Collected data
Content starts

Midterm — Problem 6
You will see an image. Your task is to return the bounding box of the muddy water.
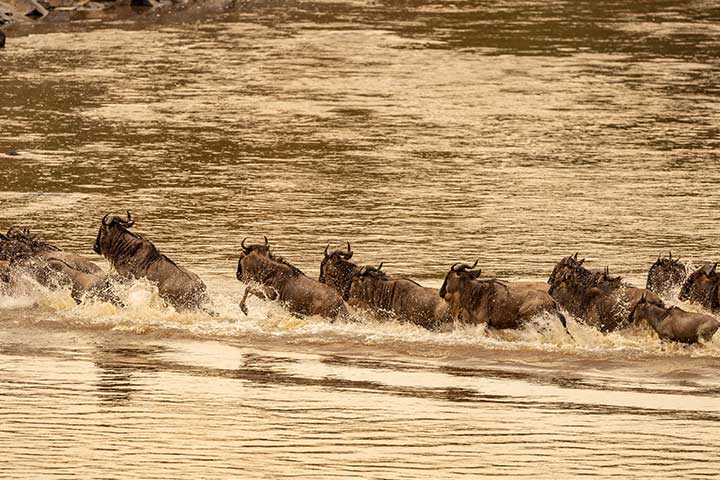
[2,0,720,478]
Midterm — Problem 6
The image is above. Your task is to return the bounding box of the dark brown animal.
[646,253,686,297]
[441,261,569,333]
[548,255,664,332]
[318,242,358,300]
[348,263,451,329]
[93,212,207,309]
[629,294,719,344]
[1,226,114,303]
[237,238,347,319]
[679,263,720,312]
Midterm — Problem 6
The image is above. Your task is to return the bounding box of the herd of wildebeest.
[1,212,719,345]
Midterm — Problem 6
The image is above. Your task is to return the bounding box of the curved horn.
[669,251,672,260]
[377,262,384,271]
[241,238,249,252]
[471,259,479,269]
[125,210,134,228]
[264,236,269,248]
[573,252,579,260]
[102,214,112,226]
[451,262,463,272]
[713,263,718,274]
[324,244,330,257]
[345,242,353,259]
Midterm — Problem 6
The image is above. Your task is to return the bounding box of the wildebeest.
[679,263,720,313]
[1,226,115,303]
[548,254,664,332]
[629,294,719,344]
[93,212,208,310]
[318,242,358,300]
[441,261,570,333]
[347,263,452,329]
[646,252,686,297]
[236,238,347,319]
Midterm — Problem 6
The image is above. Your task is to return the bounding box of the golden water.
[2,1,720,477]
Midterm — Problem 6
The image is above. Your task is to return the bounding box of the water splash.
[1,274,718,358]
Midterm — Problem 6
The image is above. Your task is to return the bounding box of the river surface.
[2,0,720,478]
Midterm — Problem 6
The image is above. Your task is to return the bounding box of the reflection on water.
[1,2,720,280]
[2,0,720,477]
[2,327,720,479]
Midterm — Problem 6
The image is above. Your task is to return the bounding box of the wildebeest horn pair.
[241,236,270,253]
[451,259,479,272]
[102,211,134,228]
[324,242,353,259]
[358,262,383,276]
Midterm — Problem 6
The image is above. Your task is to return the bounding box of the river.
[1,0,720,478]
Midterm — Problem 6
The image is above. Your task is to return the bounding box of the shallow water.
[2,0,720,477]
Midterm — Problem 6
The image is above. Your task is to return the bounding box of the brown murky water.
[2,1,720,478]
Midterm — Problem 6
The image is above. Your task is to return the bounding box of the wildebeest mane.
[457,276,507,312]
[103,226,175,272]
[242,244,304,277]
[1,227,59,261]
[6,227,59,252]
[355,273,397,312]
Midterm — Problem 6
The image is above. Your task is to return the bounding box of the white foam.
[1,275,719,358]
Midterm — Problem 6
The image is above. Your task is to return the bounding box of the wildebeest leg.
[239,286,267,315]
[557,311,575,341]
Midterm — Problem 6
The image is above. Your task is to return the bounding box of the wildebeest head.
[1,226,58,261]
[679,262,719,306]
[236,236,273,280]
[647,252,686,294]
[93,211,135,256]
[353,262,386,280]
[319,242,356,299]
[439,260,481,300]
[548,253,584,285]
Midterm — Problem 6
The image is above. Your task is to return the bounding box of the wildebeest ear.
[578,258,585,265]
[471,269,482,279]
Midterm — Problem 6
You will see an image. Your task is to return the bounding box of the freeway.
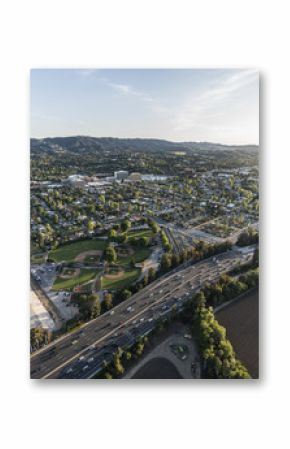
[30,247,254,379]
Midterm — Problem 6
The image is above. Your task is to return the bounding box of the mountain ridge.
[31,136,259,154]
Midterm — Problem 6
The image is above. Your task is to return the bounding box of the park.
[48,229,155,293]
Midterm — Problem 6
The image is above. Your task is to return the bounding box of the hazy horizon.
[31,134,258,147]
[31,69,259,145]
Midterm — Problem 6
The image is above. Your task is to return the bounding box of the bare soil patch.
[103,266,125,280]
[216,289,259,378]
[59,267,81,279]
[116,245,134,257]
[74,250,103,263]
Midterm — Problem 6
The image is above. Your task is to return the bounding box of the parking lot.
[31,263,79,321]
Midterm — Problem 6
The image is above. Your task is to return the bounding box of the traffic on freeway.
[30,248,254,379]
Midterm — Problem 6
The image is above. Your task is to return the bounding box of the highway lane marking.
[31,255,216,360]
[34,260,227,378]
[31,261,192,359]
[40,256,244,379]
[32,249,251,376]
[42,273,201,378]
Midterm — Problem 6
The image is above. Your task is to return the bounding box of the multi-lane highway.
[30,248,254,379]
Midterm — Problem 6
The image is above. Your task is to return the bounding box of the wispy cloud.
[105,80,155,103]
[171,69,258,132]
[77,69,155,103]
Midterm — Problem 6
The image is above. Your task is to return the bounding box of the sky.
[31,69,259,145]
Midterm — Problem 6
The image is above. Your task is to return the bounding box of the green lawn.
[101,268,140,290]
[117,246,151,265]
[31,253,46,264]
[126,229,153,241]
[49,239,106,262]
[52,268,100,291]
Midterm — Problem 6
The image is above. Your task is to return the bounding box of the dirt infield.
[74,250,103,263]
[59,267,81,279]
[103,267,125,280]
[116,246,135,257]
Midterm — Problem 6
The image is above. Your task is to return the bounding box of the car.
[88,357,94,363]
[72,339,78,345]
[110,310,115,315]
[184,334,192,340]
[82,365,89,371]
[66,367,73,374]
[79,355,85,361]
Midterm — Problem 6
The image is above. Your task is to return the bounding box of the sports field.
[101,268,140,290]
[52,268,100,291]
[117,246,151,264]
[48,237,152,292]
[126,229,153,241]
[49,239,106,262]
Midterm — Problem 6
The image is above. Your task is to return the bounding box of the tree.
[161,252,172,271]
[125,351,132,361]
[142,274,149,287]
[108,229,117,240]
[171,253,180,267]
[87,220,95,232]
[135,341,145,357]
[148,219,159,233]
[90,295,101,318]
[72,293,101,320]
[121,219,131,233]
[99,194,105,204]
[140,236,149,247]
[113,354,124,375]
[105,244,117,263]
[148,267,156,282]
[119,289,132,301]
[103,292,113,310]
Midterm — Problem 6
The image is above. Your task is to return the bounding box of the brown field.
[216,289,259,378]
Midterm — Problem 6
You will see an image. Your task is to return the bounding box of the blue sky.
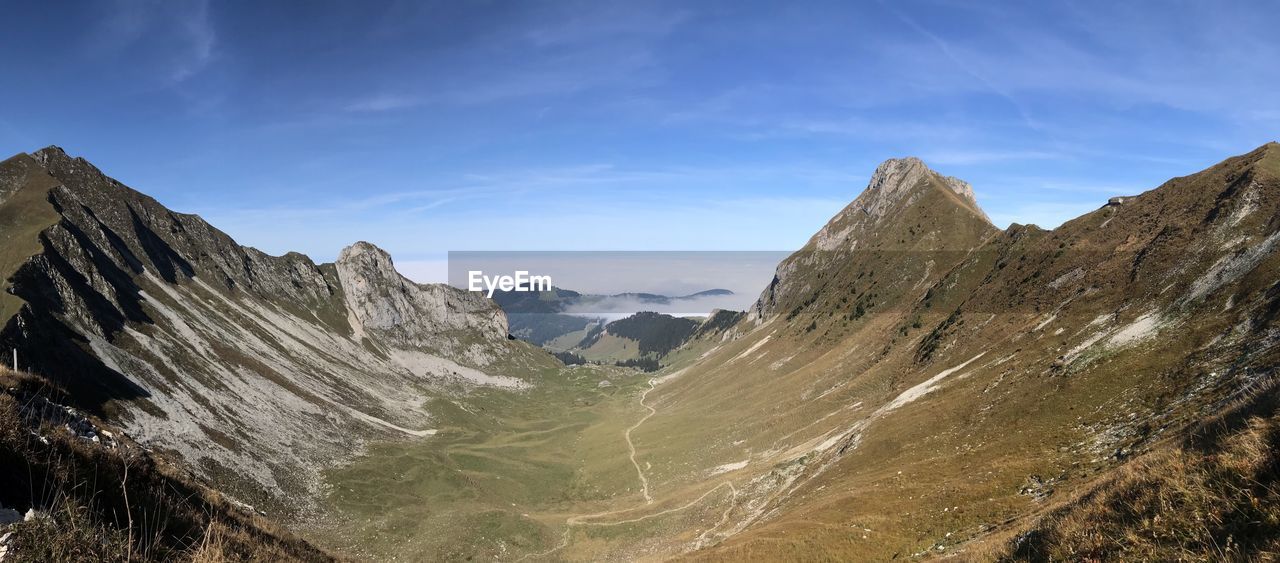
[1,0,1277,282]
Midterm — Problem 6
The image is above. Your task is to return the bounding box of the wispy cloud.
[876,0,1042,132]
[344,94,423,113]
[980,177,1141,195]
[168,0,216,83]
[522,5,690,47]
[922,150,1066,166]
[337,3,681,114]
[193,161,861,231]
[879,1,1279,124]
[338,45,661,113]
[88,0,217,85]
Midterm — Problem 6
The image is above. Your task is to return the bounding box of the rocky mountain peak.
[863,157,928,211]
[749,157,1000,322]
[861,156,987,223]
[32,145,92,176]
[35,145,68,157]
[804,157,992,255]
[337,240,396,274]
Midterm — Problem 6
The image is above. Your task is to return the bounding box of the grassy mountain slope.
[659,142,1280,560]
[0,154,62,323]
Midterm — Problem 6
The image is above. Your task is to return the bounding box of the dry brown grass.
[979,381,1280,562]
[0,367,336,562]
[189,522,233,563]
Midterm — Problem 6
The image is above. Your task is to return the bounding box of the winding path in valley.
[627,377,659,504]
[515,371,741,561]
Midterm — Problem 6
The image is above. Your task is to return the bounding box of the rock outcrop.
[336,241,508,350]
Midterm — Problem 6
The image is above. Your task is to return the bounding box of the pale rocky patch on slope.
[1184,230,1280,303]
[882,352,986,412]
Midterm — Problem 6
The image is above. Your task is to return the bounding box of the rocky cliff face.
[336,241,508,360]
[0,147,538,516]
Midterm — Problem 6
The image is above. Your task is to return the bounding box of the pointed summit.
[751,157,999,321]
[808,157,992,252]
[860,157,990,224]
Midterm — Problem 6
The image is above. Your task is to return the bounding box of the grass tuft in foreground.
[0,367,333,562]
[989,379,1280,562]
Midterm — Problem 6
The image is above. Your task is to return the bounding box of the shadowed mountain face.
[0,147,547,516]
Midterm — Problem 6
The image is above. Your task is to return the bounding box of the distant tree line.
[614,357,661,372]
[508,313,593,345]
[692,310,744,339]
[605,312,699,356]
[552,351,587,365]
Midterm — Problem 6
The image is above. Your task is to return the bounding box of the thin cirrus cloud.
[86,0,217,86]
[919,150,1066,166]
[874,0,1042,132]
[167,0,216,83]
[344,48,663,113]
[344,94,423,113]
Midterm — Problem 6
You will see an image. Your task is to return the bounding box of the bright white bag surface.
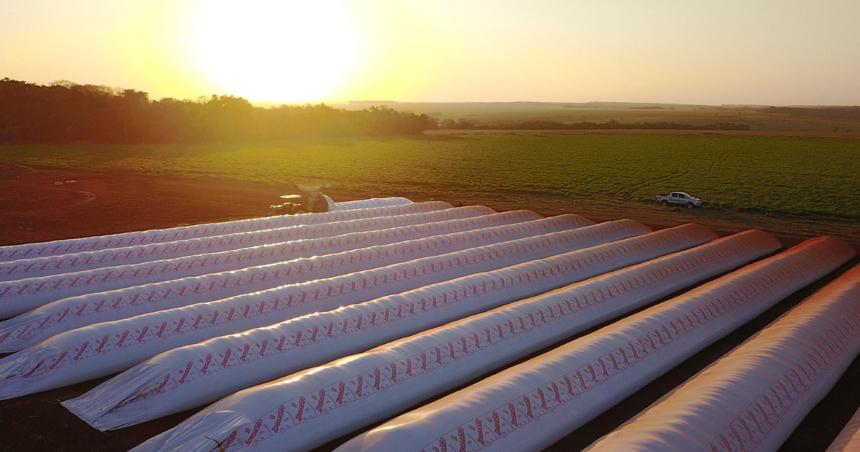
[0,206,492,318]
[588,263,860,452]
[0,197,418,263]
[0,202,451,282]
[329,197,413,211]
[828,406,860,451]
[339,236,854,452]
[67,224,728,430]
[0,219,650,399]
[0,210,564,350]
[127,229,773,450]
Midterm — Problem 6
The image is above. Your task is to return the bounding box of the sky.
[1,0,859,105]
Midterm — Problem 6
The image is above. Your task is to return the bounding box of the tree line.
[438,118,751,131]
[0,78,437,144]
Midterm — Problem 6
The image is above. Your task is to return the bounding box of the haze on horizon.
[1,0,859,106]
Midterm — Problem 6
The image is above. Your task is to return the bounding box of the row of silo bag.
[0,197,412,263]
[0,200,450,314]
[587,263,860,451]
[123,227,763,451]
[65,223,716,431]
[128,233,853,452]
[0,201,457,282]
[0,211,641,398]
[332,238,855,452]
[2,195,855,452]
[0,208,567,348]
[77,227,756,436]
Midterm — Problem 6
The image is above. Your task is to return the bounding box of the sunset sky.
[1,0,858,105]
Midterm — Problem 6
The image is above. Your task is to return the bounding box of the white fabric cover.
[0,219,652,399]
[828,406,860,451]
[127,229,773,451]
[330,198,413,211]
[0,197,417,263]
[588,264,860,452]
[0,211,582,351]
[338,236,855,452]
[66,223,725,430]
[0,202,444,282]
[0,205,489,318]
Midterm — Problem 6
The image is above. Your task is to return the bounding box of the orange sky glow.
[1,0,858,105]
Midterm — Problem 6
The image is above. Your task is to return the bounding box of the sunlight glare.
[188,0,359,103]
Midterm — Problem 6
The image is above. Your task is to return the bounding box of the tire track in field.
[707,151,730,173]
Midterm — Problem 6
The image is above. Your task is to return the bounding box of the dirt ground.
[0,164,857,451]
[1,163,856,250]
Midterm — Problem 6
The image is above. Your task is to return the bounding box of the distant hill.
[336,101,860,133]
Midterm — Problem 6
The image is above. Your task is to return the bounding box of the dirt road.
[1,164,856,249]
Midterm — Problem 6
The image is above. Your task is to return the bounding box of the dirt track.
[0,164,857,451]
[1,164,857,249]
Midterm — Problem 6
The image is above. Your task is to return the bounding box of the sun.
[187,0,360,103]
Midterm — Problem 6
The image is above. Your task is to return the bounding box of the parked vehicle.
[656,191,701,208]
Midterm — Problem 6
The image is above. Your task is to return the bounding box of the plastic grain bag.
[1,210,569,350]
[329,198,413,211]
[116,229,771,446]
[0,219,651,399]
[0,206,496,318]
[0,197,418,263]
[0,202,452,282]
[588,264,860,452]
[338,236,854,452]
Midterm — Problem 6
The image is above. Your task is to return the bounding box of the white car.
[656,191,701,208]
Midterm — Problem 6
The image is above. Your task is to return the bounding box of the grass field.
[2,131,858,219]
[0,131,858,452]
[341,102,860,133]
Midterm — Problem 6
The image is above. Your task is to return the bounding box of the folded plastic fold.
[335,236,854,452]
[127,229,776,451]
[588,263,860,451]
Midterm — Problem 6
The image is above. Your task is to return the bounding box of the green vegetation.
[0,78,435,144]
[342,102,860,134]
[2,132,858,219]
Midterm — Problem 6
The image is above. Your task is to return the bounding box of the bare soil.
[0,164,856,451]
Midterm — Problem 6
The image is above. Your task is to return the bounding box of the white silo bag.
[78,229,772,433]
[0,197,425,263]
[588,263,860,452]
[0,219,657,399]
[336,236,854,452]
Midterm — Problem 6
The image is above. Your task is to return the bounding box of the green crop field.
[2,132,858,219]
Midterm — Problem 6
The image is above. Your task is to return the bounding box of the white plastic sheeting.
[328,197,413,211]
[0,210,565,350]
[127,230,773,450]
[588,264,860,452]
[338,236,855,452]
[828,406,860,451]
[0,219,652,399]
[66,223,727,430]
[0,202,447,282]
[0,197,418,263]
[0,206,496,318]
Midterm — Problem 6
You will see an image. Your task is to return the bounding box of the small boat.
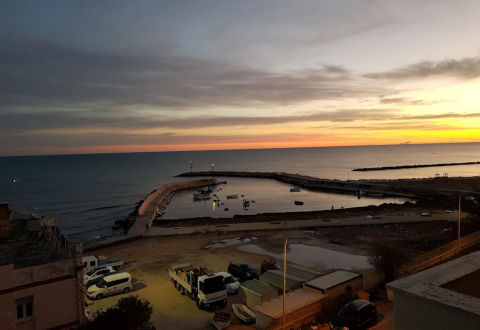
[226,194,238,199]
[232,303,256,324]
[294,200,304,205]
[193,193,211,201]
[212,311,231,330]
[290,187,301,192]
[199,187,213,194]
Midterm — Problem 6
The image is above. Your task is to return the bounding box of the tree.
[369,242,409,284]
[83,296,155,330]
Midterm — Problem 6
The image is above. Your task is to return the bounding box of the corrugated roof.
[252,287,325,318]
[305,270,361,292]
[259,270,302,290]
[282,264,323,282]
[241,279,277,295]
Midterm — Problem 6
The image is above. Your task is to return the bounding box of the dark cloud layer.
[0,39,379,111]
[365,57,480,80]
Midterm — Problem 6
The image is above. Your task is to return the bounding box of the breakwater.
[128,178,217,235]
[177,171,413,198]
[353,161,480,172]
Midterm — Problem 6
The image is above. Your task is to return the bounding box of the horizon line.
[1,141,479,158]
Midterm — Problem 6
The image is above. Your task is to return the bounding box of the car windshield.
[336,305,356,323]
[96,279,106,288]
[224,276,235,284]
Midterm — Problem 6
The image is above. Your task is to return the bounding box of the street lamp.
[189,160,193,174]
[211,163,215,173]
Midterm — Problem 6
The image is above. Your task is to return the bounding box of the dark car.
[331,300,377,330]
[227,261,259,282]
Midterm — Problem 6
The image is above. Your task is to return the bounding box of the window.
[90,261,95,267]
[16,296,33,320]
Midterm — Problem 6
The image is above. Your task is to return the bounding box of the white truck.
[82,255,124,273]
[169,263,227,309]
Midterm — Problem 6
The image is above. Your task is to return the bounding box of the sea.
[1,143,479,242]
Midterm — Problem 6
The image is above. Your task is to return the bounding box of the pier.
[128,179,217,235]
[353,161,480,172]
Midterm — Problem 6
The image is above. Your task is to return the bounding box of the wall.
[255,300,323,330]
[0,202,9,237]
[393,290,480,330]
[324,277,363,303]
[0,260,81,330]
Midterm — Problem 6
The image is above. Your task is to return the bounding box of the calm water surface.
[1,143,479,241]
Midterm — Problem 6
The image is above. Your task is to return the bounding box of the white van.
[86,272,132,300]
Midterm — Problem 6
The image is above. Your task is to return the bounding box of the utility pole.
[282,222,287,330]
[458,192,461,254]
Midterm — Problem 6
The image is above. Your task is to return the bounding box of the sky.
[1,0,480,155]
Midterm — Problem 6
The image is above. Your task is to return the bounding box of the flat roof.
[387,250,480,316]
[241,279,277,295]
[281,264,322,282]
[259,270,302,291]
[252,287,325,318]
[306,270,361,293]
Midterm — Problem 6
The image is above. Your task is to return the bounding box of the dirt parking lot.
[85,214,478,329]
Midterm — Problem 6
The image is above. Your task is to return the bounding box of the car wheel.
[96,294,103,300]
[196,299,203,309]
[123,287,130,293]
[180,287,185,295]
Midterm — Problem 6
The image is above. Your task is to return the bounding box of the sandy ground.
[84,209,480,329]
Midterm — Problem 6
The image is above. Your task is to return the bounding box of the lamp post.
[189,160,193,174]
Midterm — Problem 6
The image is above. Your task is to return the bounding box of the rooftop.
[241,279,277,295]
[387,250,480,316]
[259,269,302,291]
[0,209,69,269]
[252,287,325,318]
[305,269,361,293]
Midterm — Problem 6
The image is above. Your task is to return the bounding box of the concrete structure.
[0,203,9,238]
[240,279,278,308]
[306,270,363,302]
[387,250,480,330]
[0,205,85,330]
[252,287,325,330]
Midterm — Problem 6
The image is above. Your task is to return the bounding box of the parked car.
[228,262,259,282]
[86,272,132,300]
[215,272,240,294]
[85,272,117,288]
[330,300,377,330]
[261,258,280,273]
[83,266,115,286]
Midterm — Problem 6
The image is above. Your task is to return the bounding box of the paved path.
[146,211,458,237]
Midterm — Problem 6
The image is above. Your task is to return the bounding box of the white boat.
[212,312,231,329]
[232,304,256,324]
[290,187,301,192]
[193,192,211,201]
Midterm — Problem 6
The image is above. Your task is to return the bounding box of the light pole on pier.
[190,160,193,174]
[211,163,215,176]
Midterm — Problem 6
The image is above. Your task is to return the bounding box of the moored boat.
[290,187,301,192]
[294,200,304,205]
[212,311,231,329]
[232,303,256,324]
[193,192,211,201]
[226,194,238,199]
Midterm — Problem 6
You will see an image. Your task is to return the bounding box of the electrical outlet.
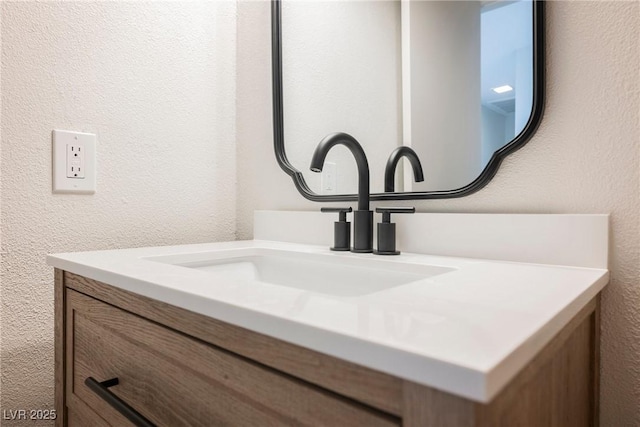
[53,130,96,194]
[66,144,85,178]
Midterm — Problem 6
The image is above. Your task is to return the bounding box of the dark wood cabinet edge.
[592,295,601,427]
[54,269,67,427]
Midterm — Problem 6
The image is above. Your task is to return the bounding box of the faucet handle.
[321,207,352,251]
[374,207,415,255]
[375,207,415,223]
[321,207,353,222]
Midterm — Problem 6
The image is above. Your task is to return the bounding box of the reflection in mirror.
[280,0,536,195]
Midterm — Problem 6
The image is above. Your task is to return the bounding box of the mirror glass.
[278,0,539,196]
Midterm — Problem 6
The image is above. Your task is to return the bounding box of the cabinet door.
[65,289,398,427]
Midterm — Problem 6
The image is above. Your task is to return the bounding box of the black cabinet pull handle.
[85,377,156,427]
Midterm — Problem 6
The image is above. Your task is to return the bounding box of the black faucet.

Content ends

*Exercise directions*: Reproduce exactly what appears from the line containing "the cabinet door." down to the final line of the data.

*Exercise result*:
The image is above. Your task is to return the bounding box of the cabinet door.
[65,289,398,427]
Midterm — Problem 6
The image is above. Your task is to return the bounding box of the black cabinet pull handle.
[85,377,156,427]
Midterm — Problem 6
The image is above. Your task is to return the bounding box of the black faucet.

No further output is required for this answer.